Rewrite each of these rows with "minimal padding" replaced by "no extra padding" and nothing else changed. Leave the pictures out.
· · · · ·
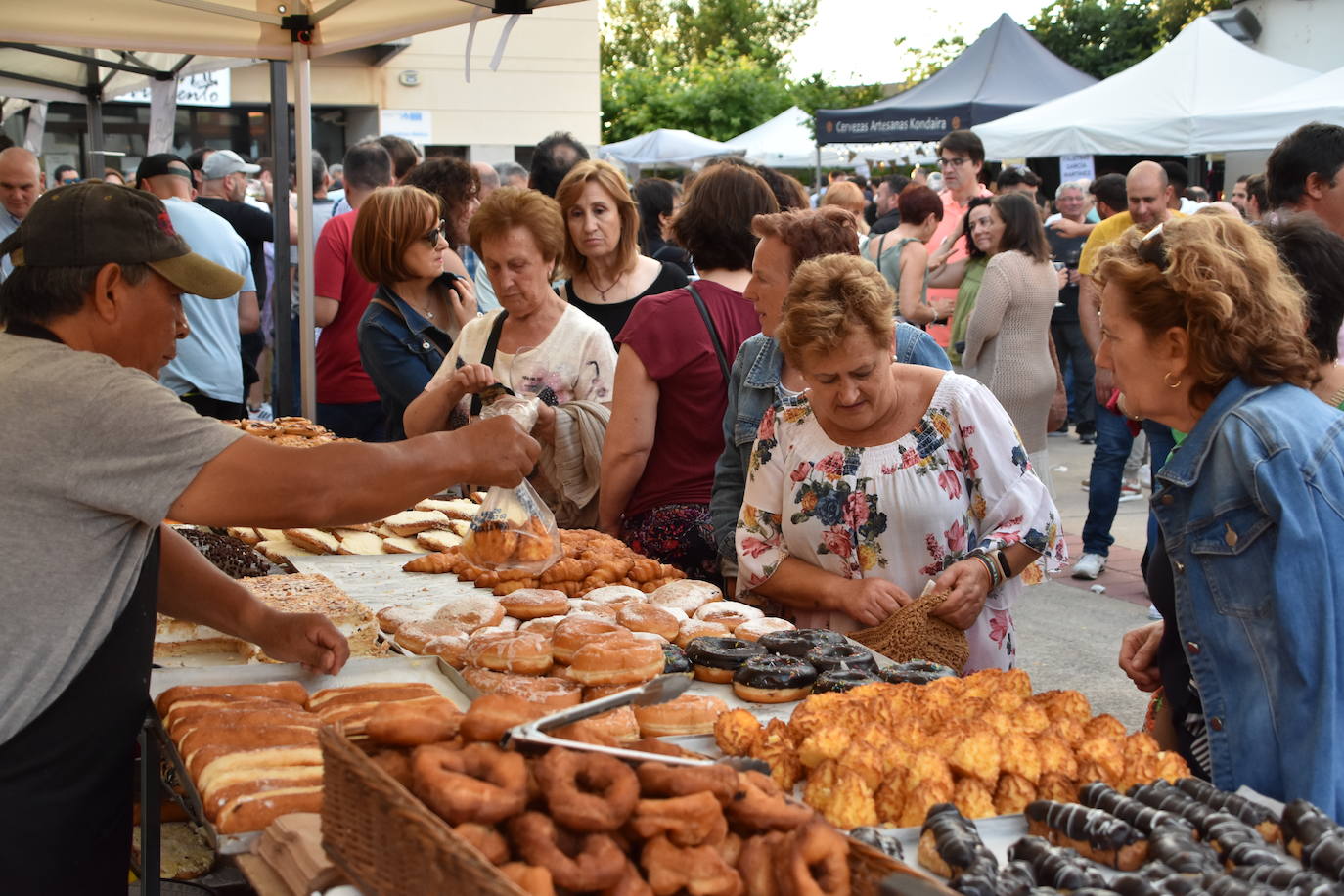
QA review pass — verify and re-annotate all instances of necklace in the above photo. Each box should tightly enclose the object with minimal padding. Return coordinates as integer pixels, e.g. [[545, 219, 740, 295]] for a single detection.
[[583, 271, 625, 305]]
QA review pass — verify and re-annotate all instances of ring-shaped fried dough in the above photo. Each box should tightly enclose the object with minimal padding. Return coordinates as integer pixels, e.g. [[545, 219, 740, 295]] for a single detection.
[[508, 811, 626, 892], [535, 747, 640, 832], [411, 744, 527, 825], [776, 822, 849, 896]]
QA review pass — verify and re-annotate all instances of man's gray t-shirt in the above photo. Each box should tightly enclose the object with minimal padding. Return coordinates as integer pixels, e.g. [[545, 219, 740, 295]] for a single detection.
[[0, 334, 244, 744]]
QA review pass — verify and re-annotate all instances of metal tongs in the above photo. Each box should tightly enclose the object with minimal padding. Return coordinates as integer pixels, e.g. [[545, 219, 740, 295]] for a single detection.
[[500, 674, 770, 774]]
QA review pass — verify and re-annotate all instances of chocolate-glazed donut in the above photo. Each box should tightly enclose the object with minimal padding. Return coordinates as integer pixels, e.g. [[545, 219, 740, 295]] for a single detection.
[[733, 654, 817, 702], [686, 636, 766, 684], [757, 629, 845, 659], [804, 644, 877, 674]]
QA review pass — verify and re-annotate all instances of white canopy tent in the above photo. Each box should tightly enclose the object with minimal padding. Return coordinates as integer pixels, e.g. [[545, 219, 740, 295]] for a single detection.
[[729, 106, 856, 168], [598, 127, 746, 177], [1197, 67, 1344, 152], [0, 0, 575, 419], [974, 18, 1318, 158]]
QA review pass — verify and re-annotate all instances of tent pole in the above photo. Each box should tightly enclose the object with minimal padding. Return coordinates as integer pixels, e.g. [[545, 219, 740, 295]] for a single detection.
[[287, 40, 317, 421], [270, 59, 290, 417], [83, 50, 104, 177]]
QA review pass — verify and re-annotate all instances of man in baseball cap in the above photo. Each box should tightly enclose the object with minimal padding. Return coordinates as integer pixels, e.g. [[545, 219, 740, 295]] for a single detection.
[[0, 184, 540, 893]]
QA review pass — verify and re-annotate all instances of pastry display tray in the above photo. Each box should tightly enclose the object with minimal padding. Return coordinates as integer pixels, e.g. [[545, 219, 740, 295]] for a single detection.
[[150, 655, 470, 856]]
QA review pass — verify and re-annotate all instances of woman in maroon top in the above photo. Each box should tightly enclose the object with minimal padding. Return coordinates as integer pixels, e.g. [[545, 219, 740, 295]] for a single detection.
[[598, 164, 779, 582]]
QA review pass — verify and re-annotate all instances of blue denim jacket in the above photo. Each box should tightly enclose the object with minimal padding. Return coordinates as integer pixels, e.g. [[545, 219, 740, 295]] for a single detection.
[[1152, 379, 1344, 818], [709, 321, 952, 559], [359, 287, 453, 440]]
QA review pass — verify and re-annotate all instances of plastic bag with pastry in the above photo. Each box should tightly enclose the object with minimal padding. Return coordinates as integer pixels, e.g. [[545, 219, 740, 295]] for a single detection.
[[459, 479, 563, 584]]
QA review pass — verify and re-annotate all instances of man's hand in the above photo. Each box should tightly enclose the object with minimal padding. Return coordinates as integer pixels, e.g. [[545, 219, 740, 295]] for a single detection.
[[928, 558, 991, 630], [1050, 217, 1093, 239], [246, 609, 349, 676], [449, 364, 499, 395], [1120, 622, 1167, 694], [450, 416, 542, 488], [829, 579, 914, 626], [1093, 367, 1115, 407]]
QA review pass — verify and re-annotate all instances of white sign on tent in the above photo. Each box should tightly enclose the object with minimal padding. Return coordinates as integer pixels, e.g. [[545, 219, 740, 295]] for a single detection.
[[381, 109, 434, 147], [1059, 156, 1097, 184], [117, 68, 231, 106]]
· · · · ·
*SOLUTION*.
QA review pass — verify and re-annotate all instances of necklace in the above photo. Each box should tightly enclose the object with no extra padding. Return coordinates as integer pixels, e.g. [[545, 219, 740, 295]] for a single detection.
[[583, 271, 625, 305]]
QA review pass — verify and re-annotate all instances of ring-shaped fried dough in the above photo. Each box should tightly enclose the object with no extra padding. Return coordinates as integer pixels, e.g. [[545, 219, 740, 295]] for a single detection.
[[508, 811, 626, 892], [535, 747, 640, 832], [411, 744, 527, 825], [776, 822, 849, 896]]
QA review pass — verify and re-annotate all instances of man's gray t-shirt in the above photo. Each box should tightly enclose the object with no extra padding. Return coordinates as integer pixels, e.g. [[545, 219, 740, 295]] for a single detection.
[[0, 334, 244, 744]]
QA review pass — verify and re-annotate all instances of metal tongs in the above photo. Each box should tightly enclose the object with no extra padding. Return coordinates as integer pixels, e.g. [[545, 219, 740, 295]] for a single detection.
[[500, 674, 770, 774]]
QA review pass — verify and re-annotate all instances of chocolate-glazed donut in the above photo. Each box should tightly enclose the object with no extra padding. Return coordinates as integer pixels, e.g. [[545, 219, 740, 295]] for a single detection.
[[733, 654, 817, 702], [686, 636, 766, 684], [757, 629, 845, 659], [804, 644, 877, 674]]
QA review pass — verify and re-annotate all instances of white canopy tent in the above photo. Each box should tightly enclose the object with no extra padding. Return coordinates as integer pixels, e.g. [[545, 219, 740, 295]] for a single detection.
[[729, 106, 856, 168], [598, 127, 746, 177], [1197, 67, 1344, 152], [0, 0, 575, 419], [974, 18, 1318, 158]]
QA review pass — verify and re-annotate all instances of tent pole in the above photo. Each box should tightly enclose the object with no extra padding. Return coordinates as integer pixels, e.g. [[545, 219, 740, 295]] for a single detection.
[[287, 40, 317, 421], [270, 59, 290, 417], [83, 50, 104, 177]]
QA review pass — verify and re-annotate all instances of man in baseball cap in the above photo. Each box should tightly enclose the object with no extra padding. Return coordinates as integer pixels, e.g. [[545, 219, 740, 295]] for a single detection.
[[0, 184, 540, 893]]
QA review pass — verify and re-annotate all instances of pastry display tray in the above photo. Each box should tightly enclose the object with no extra padding. Return coordinates as integer pixels, e.g. [[545, 219, 740, 295]] for a single detection.
[[150, 655, 470, 856]]
QA review pass — verify and re-annotate all instances of woman in maroon top in the above photo. Each box should tightly enclose the object with no extra padding. Return coordinates as integer pixels, e.g. [[545, 219, 740, 295]] for a single detection.
[[598, 164, 779, 582]]
QA review pass — verify and re-annotate all instances of blue denim jacket in the above photo. Each box should tightly enclose the object with no extra padding. Return coordinates as integer pixels, e.g. [[545, 219, 740, 295]] for a single detection.
[[1152, 379, 1344, 818], [709, 321, 952, 559], [359, 287, 453, 440]]
QA review pass — verify and re-annotate all instances of plastic bag with pastry in the above photo. Each box should tightly enclose the object with no extra padding. Return coordinates as integer pixels, e.g. [[545, 219, 740, 295]] for a single detection.
[[459, 479, 563, 584]]
QA review pass — verify and re-annotate all instances of man's hand in the above photo. Each box should tightly enclose the object with no extra padding. Return coordinates as integer pixels, e.g. [[545, 219, 740, 295]] for a single detection.
[[928, 558, 991, 630], [1050, 217, 1093, 239], [246, 609, 349, 676], [449, 364, 499, 395], [1120, 622, 1167, 694], [450, 416, 542, 488], [829, 579, 914, 626], [1093, 367, 1115, 407]]
QA review pass — verify and re-annotate all instances of white sign on tent in the above photo. Each box should tightly enclose the object with no extra padding. Return coordinates as integer pixels, e.g. [[545, 219, 740, 295]] for a single detection.
[[381, 109, 434, 147], [1059, 156, 1097, 184], [117, 68, 231, 106]]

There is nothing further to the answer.